Task instructions
Emit a verbatim copy of the lines running from the line with "point: white cloud" through the end of the material below.

Given information
# # # # # # #

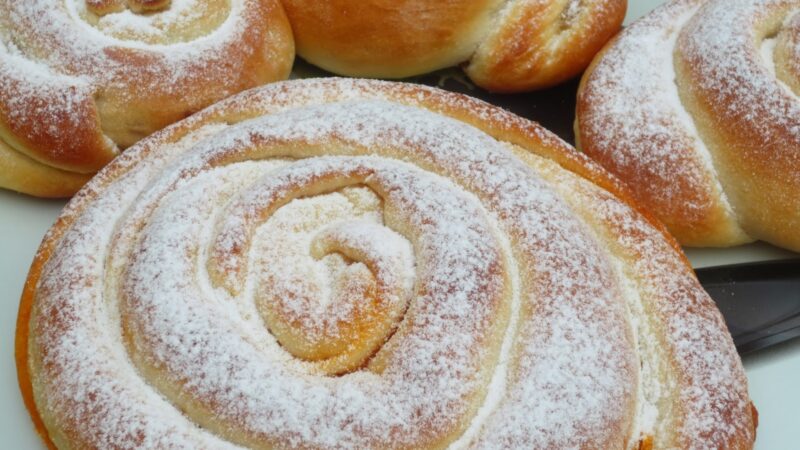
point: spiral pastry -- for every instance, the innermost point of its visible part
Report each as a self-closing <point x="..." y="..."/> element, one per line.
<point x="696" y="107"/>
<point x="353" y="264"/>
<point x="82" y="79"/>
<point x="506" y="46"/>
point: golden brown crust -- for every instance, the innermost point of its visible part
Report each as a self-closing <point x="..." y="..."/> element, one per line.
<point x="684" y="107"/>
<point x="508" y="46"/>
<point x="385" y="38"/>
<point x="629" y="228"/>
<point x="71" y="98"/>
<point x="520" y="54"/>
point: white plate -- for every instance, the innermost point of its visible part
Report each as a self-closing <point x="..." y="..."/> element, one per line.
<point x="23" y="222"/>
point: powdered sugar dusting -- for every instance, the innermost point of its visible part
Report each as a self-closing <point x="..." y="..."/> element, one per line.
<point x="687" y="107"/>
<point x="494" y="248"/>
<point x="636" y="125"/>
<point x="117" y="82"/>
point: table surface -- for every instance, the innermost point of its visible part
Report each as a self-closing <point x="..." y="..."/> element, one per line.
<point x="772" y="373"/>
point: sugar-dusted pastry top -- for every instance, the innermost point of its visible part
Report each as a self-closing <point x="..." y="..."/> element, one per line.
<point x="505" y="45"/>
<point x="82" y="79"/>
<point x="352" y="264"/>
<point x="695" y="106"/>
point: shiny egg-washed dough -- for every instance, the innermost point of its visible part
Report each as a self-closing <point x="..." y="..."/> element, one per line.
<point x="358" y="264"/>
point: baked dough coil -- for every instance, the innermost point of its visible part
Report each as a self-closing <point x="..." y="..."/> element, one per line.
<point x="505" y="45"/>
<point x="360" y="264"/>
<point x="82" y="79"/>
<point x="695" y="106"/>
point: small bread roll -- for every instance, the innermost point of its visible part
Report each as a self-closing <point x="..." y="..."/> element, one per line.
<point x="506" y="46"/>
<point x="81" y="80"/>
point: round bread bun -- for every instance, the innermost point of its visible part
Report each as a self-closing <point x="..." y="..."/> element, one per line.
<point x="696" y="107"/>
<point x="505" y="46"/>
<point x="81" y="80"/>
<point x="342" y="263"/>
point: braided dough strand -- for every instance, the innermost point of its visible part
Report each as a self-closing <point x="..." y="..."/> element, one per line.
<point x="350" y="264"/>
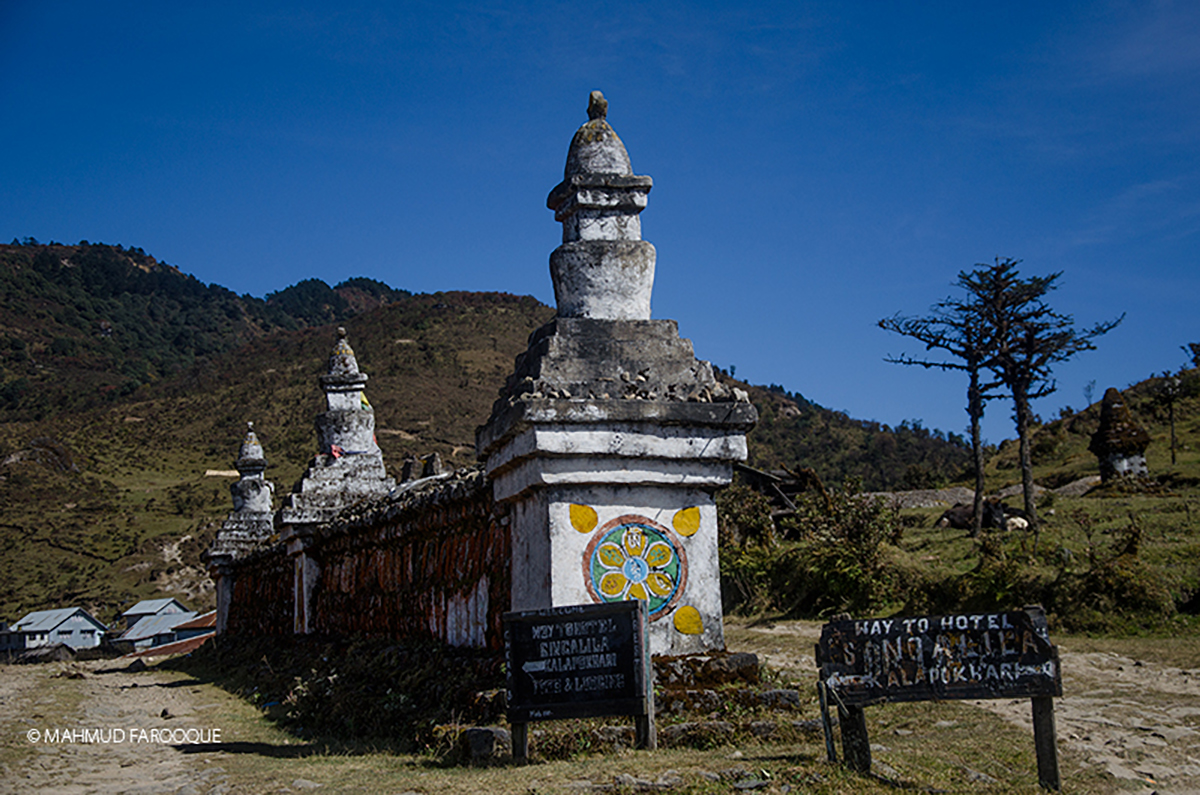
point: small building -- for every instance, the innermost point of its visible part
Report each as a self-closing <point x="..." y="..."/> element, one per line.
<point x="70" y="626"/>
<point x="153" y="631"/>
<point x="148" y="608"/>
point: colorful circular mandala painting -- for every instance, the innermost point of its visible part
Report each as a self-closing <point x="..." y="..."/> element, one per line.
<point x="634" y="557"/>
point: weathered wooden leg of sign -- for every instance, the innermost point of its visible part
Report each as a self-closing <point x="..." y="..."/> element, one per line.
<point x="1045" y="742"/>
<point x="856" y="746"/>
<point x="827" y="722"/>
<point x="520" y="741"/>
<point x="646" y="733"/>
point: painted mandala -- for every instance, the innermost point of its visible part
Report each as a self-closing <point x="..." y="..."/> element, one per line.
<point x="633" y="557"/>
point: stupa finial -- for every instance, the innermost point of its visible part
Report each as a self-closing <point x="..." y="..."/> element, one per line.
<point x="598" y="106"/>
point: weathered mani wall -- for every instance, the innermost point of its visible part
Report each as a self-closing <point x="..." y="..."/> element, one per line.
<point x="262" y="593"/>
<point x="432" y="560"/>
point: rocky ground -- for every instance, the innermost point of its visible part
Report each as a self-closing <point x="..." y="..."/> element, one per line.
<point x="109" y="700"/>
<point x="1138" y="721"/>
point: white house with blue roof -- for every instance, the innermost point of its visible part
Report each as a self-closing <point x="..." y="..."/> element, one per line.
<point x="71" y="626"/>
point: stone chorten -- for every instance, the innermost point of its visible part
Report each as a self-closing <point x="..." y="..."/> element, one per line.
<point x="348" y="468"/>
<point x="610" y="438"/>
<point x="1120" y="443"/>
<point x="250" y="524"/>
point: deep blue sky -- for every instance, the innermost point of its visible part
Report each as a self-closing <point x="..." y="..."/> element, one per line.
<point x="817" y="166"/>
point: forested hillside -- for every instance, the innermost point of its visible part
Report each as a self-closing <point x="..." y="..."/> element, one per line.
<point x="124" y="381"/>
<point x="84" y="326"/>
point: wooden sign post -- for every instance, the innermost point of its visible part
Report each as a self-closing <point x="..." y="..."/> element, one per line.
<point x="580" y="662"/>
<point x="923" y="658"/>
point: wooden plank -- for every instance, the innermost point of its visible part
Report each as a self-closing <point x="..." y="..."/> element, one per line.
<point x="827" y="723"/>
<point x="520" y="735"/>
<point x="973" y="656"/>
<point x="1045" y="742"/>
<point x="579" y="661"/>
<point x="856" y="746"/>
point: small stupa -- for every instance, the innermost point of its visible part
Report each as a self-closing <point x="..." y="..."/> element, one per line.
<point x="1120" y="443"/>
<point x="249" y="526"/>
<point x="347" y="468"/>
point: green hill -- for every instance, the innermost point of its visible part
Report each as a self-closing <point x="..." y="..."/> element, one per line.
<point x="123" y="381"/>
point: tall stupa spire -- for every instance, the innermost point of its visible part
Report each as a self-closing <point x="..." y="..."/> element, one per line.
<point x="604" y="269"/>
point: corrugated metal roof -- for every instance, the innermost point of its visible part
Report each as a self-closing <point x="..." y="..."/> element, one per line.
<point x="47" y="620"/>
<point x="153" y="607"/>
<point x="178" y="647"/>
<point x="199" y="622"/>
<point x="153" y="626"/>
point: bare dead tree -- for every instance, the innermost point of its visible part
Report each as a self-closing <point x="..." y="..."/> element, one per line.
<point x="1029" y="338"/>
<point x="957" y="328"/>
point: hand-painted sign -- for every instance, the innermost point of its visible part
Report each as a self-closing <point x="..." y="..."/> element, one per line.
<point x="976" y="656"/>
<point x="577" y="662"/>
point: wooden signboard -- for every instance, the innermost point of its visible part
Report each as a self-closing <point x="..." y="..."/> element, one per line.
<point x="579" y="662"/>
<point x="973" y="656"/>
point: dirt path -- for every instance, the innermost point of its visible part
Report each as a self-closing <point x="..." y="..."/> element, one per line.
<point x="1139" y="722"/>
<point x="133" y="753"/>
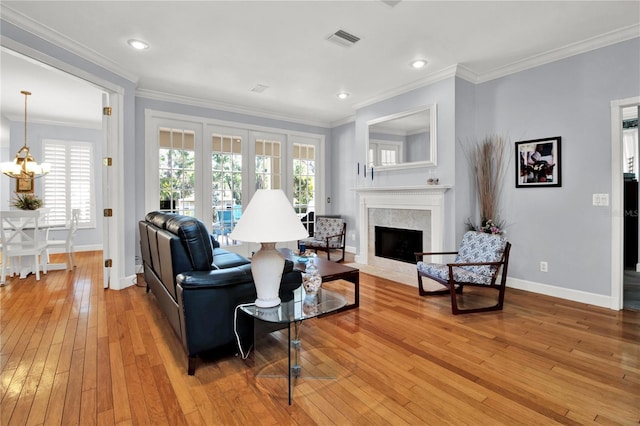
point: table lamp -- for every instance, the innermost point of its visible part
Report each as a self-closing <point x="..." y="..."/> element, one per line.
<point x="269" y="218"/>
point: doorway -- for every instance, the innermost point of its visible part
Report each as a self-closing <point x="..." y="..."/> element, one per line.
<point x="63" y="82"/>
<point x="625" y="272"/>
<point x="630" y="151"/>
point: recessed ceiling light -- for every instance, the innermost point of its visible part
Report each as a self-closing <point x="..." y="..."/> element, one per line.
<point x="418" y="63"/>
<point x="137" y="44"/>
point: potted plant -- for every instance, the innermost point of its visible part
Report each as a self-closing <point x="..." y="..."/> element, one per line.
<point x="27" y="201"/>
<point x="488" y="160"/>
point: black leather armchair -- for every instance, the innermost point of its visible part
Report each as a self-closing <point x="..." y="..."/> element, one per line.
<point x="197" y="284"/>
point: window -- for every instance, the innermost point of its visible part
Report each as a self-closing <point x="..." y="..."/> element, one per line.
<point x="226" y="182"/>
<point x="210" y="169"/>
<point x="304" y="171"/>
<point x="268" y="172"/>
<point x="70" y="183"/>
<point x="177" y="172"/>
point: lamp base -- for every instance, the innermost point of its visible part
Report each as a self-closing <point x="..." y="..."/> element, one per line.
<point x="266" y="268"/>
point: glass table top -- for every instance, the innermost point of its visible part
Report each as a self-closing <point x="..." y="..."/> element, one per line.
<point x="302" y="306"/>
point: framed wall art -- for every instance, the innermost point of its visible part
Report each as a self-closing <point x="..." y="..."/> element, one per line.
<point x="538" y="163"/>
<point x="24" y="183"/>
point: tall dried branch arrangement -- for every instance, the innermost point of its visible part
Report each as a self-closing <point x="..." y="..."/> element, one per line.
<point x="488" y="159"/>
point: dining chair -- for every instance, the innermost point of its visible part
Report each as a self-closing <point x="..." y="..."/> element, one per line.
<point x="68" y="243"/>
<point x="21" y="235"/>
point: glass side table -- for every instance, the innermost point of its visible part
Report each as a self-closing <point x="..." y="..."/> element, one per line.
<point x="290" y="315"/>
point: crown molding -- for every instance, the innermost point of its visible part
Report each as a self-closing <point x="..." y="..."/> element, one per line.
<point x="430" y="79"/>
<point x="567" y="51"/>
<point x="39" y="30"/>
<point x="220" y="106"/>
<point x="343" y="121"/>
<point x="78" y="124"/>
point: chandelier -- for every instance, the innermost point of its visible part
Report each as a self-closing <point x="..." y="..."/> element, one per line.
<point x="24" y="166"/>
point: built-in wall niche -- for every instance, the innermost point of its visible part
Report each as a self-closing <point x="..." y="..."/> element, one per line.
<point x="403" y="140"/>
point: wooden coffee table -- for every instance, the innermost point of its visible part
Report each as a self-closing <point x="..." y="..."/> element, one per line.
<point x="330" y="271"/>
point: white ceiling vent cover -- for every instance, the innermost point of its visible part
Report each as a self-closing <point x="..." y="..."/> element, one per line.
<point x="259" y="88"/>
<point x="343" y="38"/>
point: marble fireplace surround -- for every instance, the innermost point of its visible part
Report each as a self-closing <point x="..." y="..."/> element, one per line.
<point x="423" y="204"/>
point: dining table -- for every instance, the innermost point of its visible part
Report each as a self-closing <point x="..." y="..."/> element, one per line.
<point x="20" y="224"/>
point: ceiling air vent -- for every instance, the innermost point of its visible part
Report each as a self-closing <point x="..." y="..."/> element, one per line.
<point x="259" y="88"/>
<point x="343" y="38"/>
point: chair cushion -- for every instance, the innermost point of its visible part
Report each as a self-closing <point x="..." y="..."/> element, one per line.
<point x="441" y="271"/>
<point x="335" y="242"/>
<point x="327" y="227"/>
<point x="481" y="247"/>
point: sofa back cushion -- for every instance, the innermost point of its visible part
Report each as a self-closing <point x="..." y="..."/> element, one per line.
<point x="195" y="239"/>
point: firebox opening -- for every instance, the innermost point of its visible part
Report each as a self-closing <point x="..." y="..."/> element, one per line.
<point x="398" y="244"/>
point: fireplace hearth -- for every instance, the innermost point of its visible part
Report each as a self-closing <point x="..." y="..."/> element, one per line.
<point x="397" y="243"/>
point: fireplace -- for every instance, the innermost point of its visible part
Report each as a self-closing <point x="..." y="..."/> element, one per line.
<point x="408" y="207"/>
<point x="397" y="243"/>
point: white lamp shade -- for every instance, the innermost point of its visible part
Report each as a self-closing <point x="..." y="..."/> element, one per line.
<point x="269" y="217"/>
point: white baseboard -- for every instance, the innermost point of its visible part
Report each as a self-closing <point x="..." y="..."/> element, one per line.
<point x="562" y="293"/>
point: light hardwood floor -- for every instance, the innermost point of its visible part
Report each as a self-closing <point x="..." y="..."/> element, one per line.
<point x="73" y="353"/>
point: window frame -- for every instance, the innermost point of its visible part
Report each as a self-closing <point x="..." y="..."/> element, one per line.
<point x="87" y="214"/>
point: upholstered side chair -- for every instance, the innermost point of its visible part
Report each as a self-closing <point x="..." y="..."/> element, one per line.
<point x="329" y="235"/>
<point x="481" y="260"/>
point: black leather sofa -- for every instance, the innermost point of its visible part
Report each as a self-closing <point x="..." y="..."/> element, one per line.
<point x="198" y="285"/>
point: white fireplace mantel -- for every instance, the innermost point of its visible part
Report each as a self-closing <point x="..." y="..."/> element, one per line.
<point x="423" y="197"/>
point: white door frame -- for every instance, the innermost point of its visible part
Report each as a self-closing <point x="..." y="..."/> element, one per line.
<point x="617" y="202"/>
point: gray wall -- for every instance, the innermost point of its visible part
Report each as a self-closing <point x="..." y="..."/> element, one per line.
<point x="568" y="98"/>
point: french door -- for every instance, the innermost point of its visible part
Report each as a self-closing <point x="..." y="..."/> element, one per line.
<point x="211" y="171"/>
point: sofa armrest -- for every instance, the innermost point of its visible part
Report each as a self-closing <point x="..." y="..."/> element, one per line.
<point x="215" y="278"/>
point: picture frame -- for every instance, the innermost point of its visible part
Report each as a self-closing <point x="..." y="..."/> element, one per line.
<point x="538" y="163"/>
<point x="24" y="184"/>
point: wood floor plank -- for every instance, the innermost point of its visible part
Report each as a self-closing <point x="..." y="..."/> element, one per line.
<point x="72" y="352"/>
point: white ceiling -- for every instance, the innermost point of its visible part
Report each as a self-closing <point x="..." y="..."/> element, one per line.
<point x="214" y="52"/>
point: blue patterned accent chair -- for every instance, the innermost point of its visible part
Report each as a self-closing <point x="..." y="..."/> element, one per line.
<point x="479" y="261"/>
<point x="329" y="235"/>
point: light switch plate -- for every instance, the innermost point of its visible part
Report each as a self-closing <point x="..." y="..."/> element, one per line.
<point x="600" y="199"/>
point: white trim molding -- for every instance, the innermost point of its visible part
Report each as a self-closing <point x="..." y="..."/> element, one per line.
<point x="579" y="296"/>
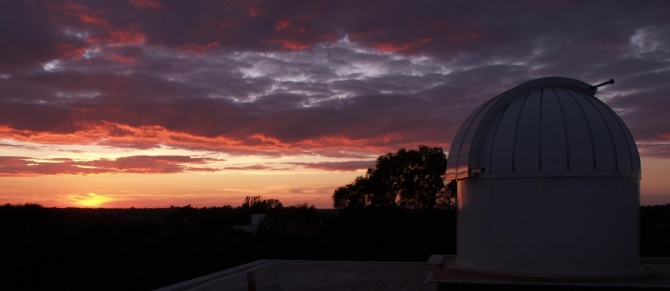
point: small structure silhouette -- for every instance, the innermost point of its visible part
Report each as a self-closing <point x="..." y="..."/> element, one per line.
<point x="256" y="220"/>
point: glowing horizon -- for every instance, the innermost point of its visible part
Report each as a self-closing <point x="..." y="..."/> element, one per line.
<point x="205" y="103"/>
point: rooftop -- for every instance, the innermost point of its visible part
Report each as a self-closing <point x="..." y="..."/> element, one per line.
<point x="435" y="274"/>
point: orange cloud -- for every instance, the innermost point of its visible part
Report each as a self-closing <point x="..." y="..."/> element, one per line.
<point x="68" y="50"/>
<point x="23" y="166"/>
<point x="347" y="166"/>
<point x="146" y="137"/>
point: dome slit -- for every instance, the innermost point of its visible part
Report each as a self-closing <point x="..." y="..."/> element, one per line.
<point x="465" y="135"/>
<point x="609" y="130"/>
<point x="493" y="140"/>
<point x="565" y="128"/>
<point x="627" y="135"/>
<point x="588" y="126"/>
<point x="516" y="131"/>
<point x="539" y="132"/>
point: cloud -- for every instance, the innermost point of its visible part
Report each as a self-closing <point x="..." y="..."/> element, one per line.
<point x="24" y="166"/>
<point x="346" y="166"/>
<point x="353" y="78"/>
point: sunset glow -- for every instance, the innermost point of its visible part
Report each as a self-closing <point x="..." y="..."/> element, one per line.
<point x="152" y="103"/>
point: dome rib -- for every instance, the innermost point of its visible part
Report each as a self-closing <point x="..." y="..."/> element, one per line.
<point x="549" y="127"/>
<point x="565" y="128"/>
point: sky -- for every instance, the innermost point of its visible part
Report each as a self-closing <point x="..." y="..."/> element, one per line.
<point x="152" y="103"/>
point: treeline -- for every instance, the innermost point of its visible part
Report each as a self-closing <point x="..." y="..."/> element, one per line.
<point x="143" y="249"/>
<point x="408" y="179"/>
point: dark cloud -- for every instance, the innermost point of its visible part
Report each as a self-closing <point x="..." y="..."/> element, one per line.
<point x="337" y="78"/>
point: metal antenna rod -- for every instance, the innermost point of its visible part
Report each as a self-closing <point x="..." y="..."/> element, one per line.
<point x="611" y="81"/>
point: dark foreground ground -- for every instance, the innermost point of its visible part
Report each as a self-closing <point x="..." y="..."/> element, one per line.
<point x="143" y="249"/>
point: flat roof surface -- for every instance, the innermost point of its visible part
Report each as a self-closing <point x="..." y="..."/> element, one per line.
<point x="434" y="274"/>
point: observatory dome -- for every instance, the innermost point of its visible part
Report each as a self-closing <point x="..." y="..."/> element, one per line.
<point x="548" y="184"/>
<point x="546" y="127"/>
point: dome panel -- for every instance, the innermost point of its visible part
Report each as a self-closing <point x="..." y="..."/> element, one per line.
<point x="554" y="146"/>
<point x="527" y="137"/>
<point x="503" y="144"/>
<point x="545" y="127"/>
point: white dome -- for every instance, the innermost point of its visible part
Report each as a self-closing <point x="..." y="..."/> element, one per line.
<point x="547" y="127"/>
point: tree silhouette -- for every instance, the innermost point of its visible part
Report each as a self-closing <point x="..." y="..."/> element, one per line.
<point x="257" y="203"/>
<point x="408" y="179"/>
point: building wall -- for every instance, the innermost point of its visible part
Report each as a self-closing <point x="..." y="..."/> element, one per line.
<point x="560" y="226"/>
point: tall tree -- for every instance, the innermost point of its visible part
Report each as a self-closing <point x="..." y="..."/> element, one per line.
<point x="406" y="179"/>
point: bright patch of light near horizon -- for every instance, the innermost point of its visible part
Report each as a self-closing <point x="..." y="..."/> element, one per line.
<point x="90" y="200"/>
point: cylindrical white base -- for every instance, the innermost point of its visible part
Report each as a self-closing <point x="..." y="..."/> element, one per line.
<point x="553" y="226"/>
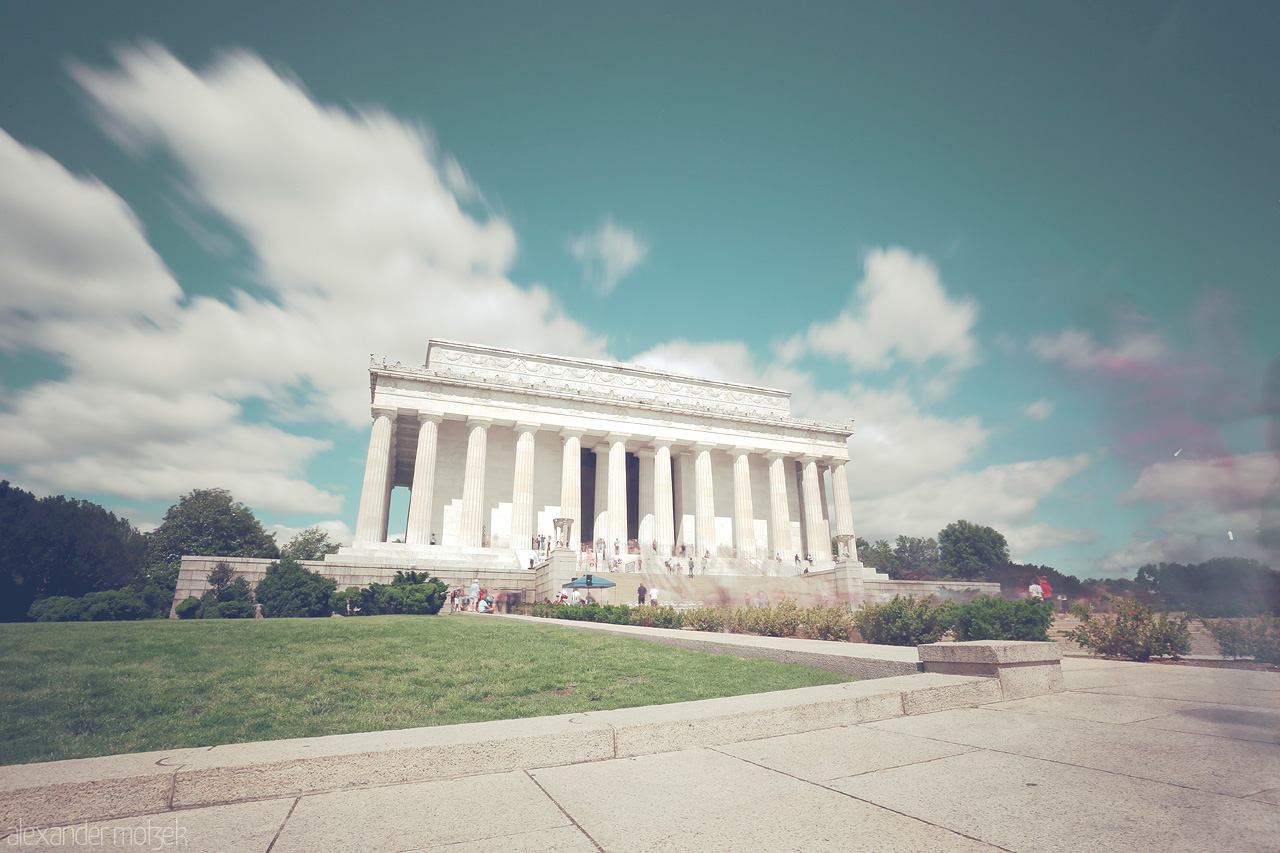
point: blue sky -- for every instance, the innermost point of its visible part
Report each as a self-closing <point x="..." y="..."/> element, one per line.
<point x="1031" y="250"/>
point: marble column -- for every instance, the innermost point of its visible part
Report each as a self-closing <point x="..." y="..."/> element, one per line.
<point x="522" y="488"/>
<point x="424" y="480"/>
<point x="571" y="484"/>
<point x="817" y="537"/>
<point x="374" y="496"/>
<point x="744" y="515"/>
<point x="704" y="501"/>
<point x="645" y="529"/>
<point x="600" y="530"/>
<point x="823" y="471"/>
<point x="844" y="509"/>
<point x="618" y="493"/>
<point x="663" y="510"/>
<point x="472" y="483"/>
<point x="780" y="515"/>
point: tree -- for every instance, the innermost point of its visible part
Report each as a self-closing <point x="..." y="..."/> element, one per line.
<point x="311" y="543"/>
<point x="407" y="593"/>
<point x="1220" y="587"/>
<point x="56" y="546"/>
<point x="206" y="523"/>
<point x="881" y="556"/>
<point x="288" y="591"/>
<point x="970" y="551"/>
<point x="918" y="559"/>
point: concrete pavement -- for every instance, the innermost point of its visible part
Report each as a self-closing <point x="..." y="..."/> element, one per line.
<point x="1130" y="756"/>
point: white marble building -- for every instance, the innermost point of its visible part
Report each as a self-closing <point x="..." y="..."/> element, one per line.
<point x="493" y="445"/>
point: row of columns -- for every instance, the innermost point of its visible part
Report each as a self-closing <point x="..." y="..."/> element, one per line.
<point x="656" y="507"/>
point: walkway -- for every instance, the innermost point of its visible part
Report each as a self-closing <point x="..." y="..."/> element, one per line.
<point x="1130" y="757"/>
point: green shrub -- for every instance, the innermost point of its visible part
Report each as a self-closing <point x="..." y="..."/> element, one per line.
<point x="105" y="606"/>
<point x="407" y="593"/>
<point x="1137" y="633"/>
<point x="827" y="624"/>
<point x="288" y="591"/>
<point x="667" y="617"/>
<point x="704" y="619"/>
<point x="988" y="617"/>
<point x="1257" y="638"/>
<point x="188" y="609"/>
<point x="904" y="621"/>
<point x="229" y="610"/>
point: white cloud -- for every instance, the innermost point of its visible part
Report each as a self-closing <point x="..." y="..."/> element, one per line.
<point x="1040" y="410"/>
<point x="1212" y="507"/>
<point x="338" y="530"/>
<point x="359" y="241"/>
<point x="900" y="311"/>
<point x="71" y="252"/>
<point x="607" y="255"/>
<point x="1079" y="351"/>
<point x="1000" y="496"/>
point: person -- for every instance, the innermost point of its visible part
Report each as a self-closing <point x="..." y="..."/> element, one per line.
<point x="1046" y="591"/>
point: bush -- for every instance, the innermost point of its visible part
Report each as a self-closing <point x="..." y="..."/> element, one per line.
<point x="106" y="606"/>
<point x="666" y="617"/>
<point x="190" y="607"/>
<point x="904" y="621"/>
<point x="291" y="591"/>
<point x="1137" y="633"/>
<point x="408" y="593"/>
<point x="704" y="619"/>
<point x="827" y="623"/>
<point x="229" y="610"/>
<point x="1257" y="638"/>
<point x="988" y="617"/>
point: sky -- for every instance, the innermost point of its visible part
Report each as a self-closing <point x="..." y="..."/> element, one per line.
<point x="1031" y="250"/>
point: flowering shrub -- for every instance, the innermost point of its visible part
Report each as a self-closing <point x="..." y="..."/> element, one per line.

# # # # # # #

Task answer
point: white cloud -- for every instance, the innermost point of its visible part
Report each as a self-closing <point x="..." y="..."/> element, one per line.
<point x="1040" y="410"/>
<point x="1212" y="507"/>
<point x="338" y="530"/>
<point x="359" y="241"/>
<point x="900" y="311"/>
<point x="71" y="252"/>
<point x="607" y="255"/>
<point x="1079" y="351"/>
<point x="1000" y="496"/>
point: person -- for every instance, the innermost point of its visible part
Report each as a self-closing <point x="..." y="..."/> element, one per line.
<point x="1046" y="591"/>
point: bush -- for every instance, the innermost point of its visible part
Report each as a self-closing <point x="..." y="..."/> element, one per line.
<point x="106" y="606"/>
<point x="666" y="617"/>
<point x="190" y="607"/>
<point x="904" y="621"/>
<point x="291" y="591"/>
<point x="1137" y="633"/>
<point x="408" y="593"/>
<point x="704" y="619"/>
<point x="827" y="623"/>
<point x="229" y="610"/>
<point x="1257" y="638"/>
<point x="988" y="617"/>
point: sky -- for every instance, the innermost point of its visible part
Report each as a self-closing <point x="..." y="..."/> element, one per line.
<point x="1031" y="250"/>
point: flowering shrub -- for every instance, the innermost point of its visible part
Report each as a self-closing <point x="..." y="..."/> element, one per line.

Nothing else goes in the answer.